Stored items:
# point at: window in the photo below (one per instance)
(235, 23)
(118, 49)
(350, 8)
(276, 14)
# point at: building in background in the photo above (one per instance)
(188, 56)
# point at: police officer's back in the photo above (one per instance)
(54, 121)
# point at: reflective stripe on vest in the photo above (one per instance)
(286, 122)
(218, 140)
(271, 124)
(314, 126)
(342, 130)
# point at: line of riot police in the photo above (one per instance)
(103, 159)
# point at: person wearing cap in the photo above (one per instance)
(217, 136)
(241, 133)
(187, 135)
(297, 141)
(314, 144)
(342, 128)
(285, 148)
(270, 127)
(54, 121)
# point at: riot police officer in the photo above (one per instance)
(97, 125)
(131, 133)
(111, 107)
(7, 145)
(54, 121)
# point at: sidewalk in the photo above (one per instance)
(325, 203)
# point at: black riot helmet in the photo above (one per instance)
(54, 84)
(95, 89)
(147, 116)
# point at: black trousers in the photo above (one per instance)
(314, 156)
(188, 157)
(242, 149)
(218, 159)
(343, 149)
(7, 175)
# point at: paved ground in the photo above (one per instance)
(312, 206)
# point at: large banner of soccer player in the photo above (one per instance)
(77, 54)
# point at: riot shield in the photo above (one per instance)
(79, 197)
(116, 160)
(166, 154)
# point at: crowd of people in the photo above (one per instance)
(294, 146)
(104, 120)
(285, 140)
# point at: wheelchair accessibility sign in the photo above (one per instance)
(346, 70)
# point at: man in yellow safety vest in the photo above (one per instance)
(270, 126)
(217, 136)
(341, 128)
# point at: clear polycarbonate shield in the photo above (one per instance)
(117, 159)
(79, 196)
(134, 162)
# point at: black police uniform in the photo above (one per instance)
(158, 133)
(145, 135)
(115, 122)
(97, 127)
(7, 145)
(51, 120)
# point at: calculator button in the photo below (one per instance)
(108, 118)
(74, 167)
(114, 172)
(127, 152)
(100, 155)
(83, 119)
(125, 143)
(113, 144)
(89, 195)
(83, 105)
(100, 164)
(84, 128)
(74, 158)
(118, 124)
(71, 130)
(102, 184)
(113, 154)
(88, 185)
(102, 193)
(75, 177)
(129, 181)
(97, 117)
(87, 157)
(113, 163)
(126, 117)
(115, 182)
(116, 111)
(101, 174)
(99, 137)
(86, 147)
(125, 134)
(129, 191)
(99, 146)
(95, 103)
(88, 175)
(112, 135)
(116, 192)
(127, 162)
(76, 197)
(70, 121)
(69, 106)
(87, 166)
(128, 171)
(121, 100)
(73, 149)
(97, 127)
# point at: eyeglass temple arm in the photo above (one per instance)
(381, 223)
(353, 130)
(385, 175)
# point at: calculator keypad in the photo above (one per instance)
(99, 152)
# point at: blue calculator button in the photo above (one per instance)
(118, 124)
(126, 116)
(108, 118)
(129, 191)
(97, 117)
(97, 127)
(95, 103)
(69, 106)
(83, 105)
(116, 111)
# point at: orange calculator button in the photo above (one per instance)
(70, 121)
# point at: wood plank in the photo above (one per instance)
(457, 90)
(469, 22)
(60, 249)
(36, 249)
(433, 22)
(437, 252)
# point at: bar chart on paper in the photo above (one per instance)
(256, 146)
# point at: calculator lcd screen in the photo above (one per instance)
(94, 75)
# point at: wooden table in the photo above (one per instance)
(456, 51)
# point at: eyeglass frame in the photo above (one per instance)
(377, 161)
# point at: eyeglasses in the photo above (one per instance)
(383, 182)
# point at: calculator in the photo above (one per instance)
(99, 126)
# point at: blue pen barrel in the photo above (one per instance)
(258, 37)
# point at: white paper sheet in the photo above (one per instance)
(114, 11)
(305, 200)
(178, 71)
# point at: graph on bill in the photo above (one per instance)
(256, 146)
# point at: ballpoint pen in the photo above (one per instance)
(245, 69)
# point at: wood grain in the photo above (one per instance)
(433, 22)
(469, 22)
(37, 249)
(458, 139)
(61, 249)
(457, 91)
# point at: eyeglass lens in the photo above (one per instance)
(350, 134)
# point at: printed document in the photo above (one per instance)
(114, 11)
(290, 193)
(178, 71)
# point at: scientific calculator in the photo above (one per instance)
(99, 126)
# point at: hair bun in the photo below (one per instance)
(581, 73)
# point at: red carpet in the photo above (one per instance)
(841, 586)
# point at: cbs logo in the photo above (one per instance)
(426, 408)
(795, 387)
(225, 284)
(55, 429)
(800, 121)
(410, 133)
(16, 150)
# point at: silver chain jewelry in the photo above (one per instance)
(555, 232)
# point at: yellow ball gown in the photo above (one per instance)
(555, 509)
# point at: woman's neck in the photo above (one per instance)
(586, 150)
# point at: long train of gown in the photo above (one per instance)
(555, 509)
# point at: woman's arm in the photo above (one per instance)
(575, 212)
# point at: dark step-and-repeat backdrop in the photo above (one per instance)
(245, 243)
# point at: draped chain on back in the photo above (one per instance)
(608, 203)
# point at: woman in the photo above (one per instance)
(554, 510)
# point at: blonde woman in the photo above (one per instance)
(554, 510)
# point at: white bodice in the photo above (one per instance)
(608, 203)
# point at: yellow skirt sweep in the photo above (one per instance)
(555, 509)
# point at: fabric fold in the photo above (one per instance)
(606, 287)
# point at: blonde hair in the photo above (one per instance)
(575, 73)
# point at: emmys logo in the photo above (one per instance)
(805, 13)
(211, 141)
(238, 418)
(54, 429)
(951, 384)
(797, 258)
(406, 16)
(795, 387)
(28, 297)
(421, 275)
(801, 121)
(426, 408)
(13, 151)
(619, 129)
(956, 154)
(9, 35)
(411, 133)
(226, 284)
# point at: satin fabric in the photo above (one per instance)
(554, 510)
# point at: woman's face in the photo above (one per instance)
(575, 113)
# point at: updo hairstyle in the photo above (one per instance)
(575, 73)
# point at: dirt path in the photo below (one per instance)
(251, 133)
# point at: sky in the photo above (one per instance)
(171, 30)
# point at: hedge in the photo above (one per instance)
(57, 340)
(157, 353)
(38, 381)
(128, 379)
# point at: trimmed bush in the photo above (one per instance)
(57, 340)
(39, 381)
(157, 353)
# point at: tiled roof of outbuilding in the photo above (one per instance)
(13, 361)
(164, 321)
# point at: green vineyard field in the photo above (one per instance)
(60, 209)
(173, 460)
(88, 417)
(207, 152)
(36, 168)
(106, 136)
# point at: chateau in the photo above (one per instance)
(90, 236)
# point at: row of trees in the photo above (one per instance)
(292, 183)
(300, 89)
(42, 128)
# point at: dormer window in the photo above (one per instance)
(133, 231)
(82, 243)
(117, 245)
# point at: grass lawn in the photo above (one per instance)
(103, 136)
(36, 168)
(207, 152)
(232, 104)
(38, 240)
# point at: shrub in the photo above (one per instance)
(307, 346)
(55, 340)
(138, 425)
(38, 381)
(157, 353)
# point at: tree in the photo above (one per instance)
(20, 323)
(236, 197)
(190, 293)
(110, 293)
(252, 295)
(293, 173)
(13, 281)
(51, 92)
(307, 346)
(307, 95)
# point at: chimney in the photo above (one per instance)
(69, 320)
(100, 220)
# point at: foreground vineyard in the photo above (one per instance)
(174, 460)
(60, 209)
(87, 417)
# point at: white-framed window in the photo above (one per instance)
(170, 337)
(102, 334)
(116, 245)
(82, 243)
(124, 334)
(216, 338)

# TASK INSTRUCTIONS
Each line from the one with "# point at: grass" through the last line of the records must be written out word for word. Include nothing else.

# FULL RESPONSE
# point at: grass lawn in the photo above (one per instance)
(103, 136)
(36, 168)
(207, 152)
(232, 104)
(38, 240)
# point at: shrub in the photo above (one per instance)
(307, 346)
(55, 340)
(138, 425)
(38, 381)
(157, 353)
# point at: tree in the photo above (one per instance)
(20, 323)
(236, 197)
(190, 293)
(110, 293)
(252, 295)
(293, 173)
(13, 281)
(51, 92)
(307, 346)
(307, 95)
# point at: chimney in the photo above (one per instance)
(69, 320)
(100, 220)
# point at: foreground vineyard in the photo above (one per instance)
(174, 460)
(60, 209)
(87, 417)
# point at: white-framed window in the photo above (one per instance)
(170, 337)
(102, 334)
(116, 245)
(82, 243)
(124, 334)
(216, 338)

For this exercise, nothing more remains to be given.